» **Directions**: I would like you to print all the records below exactly as they are.

» **Data for this exercise**:
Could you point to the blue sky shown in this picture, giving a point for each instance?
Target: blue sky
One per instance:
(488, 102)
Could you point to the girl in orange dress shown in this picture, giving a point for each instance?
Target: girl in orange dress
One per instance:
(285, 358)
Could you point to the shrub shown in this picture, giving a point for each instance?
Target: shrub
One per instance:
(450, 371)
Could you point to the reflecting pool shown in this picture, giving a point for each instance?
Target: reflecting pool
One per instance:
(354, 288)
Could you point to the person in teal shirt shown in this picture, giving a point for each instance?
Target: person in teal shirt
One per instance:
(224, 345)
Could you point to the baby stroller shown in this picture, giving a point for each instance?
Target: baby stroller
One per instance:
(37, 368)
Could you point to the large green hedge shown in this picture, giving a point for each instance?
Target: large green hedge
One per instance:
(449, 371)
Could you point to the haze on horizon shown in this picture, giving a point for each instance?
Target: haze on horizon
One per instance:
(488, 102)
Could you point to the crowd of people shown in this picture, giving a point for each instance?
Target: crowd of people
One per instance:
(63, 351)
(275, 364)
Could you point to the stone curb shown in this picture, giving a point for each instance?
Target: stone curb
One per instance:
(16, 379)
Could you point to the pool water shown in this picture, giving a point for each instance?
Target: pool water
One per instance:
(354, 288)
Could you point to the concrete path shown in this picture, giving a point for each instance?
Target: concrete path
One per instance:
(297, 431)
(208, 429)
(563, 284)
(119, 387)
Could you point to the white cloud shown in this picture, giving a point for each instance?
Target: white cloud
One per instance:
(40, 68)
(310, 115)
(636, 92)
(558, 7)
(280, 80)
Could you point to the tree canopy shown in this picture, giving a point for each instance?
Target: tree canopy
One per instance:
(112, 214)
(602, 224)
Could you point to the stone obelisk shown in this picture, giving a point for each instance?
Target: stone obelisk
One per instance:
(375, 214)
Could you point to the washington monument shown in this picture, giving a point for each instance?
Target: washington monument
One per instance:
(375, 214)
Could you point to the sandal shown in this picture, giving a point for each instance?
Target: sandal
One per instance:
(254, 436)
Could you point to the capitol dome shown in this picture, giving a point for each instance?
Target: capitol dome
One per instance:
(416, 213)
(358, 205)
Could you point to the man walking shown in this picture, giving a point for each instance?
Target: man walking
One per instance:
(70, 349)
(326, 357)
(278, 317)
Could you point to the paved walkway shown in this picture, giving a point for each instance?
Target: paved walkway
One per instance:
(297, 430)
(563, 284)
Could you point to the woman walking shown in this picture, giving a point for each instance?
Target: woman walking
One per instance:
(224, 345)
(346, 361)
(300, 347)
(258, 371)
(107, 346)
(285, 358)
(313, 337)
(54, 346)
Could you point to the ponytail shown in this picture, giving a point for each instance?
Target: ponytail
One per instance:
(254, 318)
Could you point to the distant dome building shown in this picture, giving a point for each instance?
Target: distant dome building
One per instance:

» **The answer**:
Could you point to the blue sky shown in this picture, giving a point for each instance?
Target: blue sky
One per instance:
(488, 102)
Could you point to the girl in orange dress shown in this picture, giving a point for each instance?
Target: girl in orange dress
One per instance:
(285, 358)
Could you point to the shrub shown in this picture, giving a point for each instance?
Target: shrub
One per instance:
(450, 371)
Could you point to the reflecting pool shown in this picture, giving a point for each instance?
Target: reflecting pool
One per instance:
(354, 288)
Could you point to the person in teal shirt shown in this picture, giving a point for each instance?
Target: person in teal shirt
One per instance:
(224, 345)
Could you point to the baby stroller shown in this picture, giving a point for each instance?
Target: baby stroller
One per instance:
(37, 368)
Could you point to the large green hedge shown in this picture, giving a point for each instance?
Target: large green hedge
One per instance:
(449, 371)
Could you point to the haze on horizon shown in this picture, giving a point for each instance?
Target: haze on horizon
One per instance:
(488, 102)
Could you point to the crowd of people shown in this picture, giving a point for each instance?
Target: crowd of people
One per instance:
(63, 351)
(275, 364)
Could you point to the stone curb shown in this picture, giving a point for each instance?
Target: stone curb
One per instance:
(16, 379)
Could you point to the pool water shown in this picture, giving a point for each instance?
Target: pool water
One per instance:
(354, 288)
Could you point to the concrete path shown in this picture, giving a point for each instance?
Target: concrete path
One per instance:
(297, 431)
(208, 429)
(563, 284)
(119, 387)
Could you point to the white cloud shown in this picture, giving a point for each instance?
Target: white cloud
One per instance:
(40, 68)
(310, 115)
(636, 92)
(558, 7)
(280, 80)
Could you point to the tree canopy shown in this picture, giving a point for each instance?
Target: tree canopy
One per instance:
(112, 214)
(602, 224)
Could you point to the stone obelisk shown in this picture, giving a point for each instance?
Target: stone obelisk
One per instance:
(375, 214)
Could you point to the washington monument shown in this picture, giving a point for each instance?
Target: washington monument
One per instance:
(375, 214)
Could you point to the sandal shown in this picture, giving a point for each instance?
Target: sandal
One per instance:
(254, 436)
Could you point to the capitol dome shown in this picture, giving a point for each instance?
Target: capitol dome
One per instance:
(416, 213)
(358, 205)
Could you point to the man walking shown in this picture, giving a point for each instance?
Target: man walking
One per instance:
(70, 349)
(326, 357)
(278, 317)
Could you point to the paved walkway shown in this picture, giving a point for each instance?
Target: paved walkway
One per instance:
(297, 430)
(563, 284)
Could you point to the woman walking shown in this picture, giving a point for each instance?
Target: woman walking
One per instance:
(224, 345)
(346, 361)
(300, 347)
(258, 371)
(107, 346)
(285, 358)
(313, 337)
(54, 346)
Could you point to the ponytail shown in this picture, giving a point for each instance?
Target: ponytail
One per instance:
(254, 318)
Could you point to the distant dome building shown in this picture, giving a point for each instance?
Target: distant dome building
One per instance:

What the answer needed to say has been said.